Exactly as they appear, output all of the records. Skip any images.

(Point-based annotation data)
━━━━━━━━
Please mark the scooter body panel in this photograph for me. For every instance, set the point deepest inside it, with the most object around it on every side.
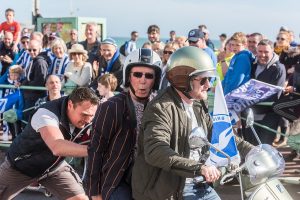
(270, 190)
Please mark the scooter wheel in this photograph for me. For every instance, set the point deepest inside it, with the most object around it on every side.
(47, 193)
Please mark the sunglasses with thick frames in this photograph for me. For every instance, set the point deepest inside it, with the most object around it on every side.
(192, 42)
(168, 52)
(140, 75)
(203, 80)
(279, 38)
(29, 50)
(23, 42)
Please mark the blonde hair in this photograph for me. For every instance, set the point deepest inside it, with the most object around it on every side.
(109, 80)
(16, 69)
(239, 37)
(58, 42)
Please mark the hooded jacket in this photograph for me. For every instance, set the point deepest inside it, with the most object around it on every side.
(239, 71)
(273, 73)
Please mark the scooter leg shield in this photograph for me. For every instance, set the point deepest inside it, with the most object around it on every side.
(271, 190)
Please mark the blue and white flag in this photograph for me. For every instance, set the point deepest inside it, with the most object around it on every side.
(248, 94)
(222, 133)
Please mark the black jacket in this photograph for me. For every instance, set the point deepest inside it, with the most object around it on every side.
(28, 153)
(93, 52)
(117, 70)
(112, 145)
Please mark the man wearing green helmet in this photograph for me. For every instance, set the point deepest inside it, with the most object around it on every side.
(164, 158)
(112, 149)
━━━━━━━━
* _Full solution_
Please mark the scooter body panel in this photograph for me. For every instance, set the point deepest inside it, with the most object around it on every side.
(270, 190)
Please mark the scooter wheel in this photograph for me. For every instance, set the point deepest inside it, with the most object around it on every side.
(47, 193)
Please mark the sunglasses with thick frames in this photograph for me. For every instance, set the point deepest inside it, with the most object around it on every side.
(192, 42)
(168, 52)
(140, 75)
(203, 80)
(279, 38)
(29, 50)
(23, 42)
Please mark the blonde hair in this photograph for me. For every instance, set the point deepest inside it, with the most object around it on every side.
(109, 80)
(16, 69)
(239, 37)
(58, 42)
Please mark the hooded jacket in this photograph for me. For every instance, set the point deepest inside it, with the most object around it on every side.
(239, 71)
(273, 73)
Please mark the scooter leg shield in this photograph for me. For every instance, set the point deepest inside it, with the most object around it on every side.
(271, 190)
Please mark the blue and white flag in this photograph for me. For every instance, set the point deepest inside it, with the most object around it on every side.
(248, 94)
(222, 133)
Please mark the black jacket in this photograph for me. For every instance, set the point deepest inside it, with the most object around it on every side.
(28, 153)
(93, 52)
(117, 70)
(112, 145)
Please mark the man wearing green helmet in this photograph for me. For every instance, set the point deepest inside it, with the most object around it on every side.
(164, 158)
(112, 149)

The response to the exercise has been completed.